_Exercise inputs_
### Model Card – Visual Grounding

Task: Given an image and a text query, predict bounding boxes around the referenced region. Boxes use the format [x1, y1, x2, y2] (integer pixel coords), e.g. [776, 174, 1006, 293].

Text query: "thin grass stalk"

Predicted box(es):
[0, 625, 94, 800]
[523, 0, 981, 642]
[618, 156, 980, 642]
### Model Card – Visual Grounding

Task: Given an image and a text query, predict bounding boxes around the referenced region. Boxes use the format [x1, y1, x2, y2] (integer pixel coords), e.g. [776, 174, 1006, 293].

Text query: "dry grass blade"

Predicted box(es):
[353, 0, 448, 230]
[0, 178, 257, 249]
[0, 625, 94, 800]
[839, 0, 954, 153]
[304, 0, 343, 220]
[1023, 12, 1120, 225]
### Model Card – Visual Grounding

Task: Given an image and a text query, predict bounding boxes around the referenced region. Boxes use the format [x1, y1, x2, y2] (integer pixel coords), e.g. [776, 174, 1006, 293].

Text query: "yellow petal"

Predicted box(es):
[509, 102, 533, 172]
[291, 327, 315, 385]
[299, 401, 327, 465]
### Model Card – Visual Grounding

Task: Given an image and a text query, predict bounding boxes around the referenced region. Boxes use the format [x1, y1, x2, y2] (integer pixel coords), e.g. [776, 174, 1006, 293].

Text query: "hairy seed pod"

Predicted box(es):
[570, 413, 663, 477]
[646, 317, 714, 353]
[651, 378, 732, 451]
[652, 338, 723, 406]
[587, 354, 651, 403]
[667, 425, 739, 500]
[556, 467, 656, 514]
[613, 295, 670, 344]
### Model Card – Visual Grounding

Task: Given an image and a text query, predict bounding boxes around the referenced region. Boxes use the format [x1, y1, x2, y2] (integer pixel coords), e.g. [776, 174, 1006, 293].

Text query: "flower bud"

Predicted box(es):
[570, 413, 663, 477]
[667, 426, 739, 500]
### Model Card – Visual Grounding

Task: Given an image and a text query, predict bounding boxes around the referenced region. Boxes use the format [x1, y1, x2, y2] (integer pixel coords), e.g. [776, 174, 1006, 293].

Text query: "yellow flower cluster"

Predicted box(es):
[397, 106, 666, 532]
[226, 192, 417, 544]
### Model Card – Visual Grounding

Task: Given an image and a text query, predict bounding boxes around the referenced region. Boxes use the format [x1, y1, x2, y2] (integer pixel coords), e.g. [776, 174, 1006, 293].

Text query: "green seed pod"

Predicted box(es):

_Task prompt_
Could you update the items from their start through the line containing "[618, 156, 980, 642]", changing "stalk" to "stem" and keeping everything else the same? Give back only those lines.

_The output_
### Model Card – Visual Grounding

Task: Given an image and a text query, predict bounding boxes around the referenced region. Boxes use the format [x1, y1, x2, y2] (integer pixel coords), e.g. [776, 174, 1006, 293].

Text query: "thin grass stem"

Predicted box(es):
[0, 625, 94, 800]
[523, 0, 981, 642]
[618, 156, 980, 642]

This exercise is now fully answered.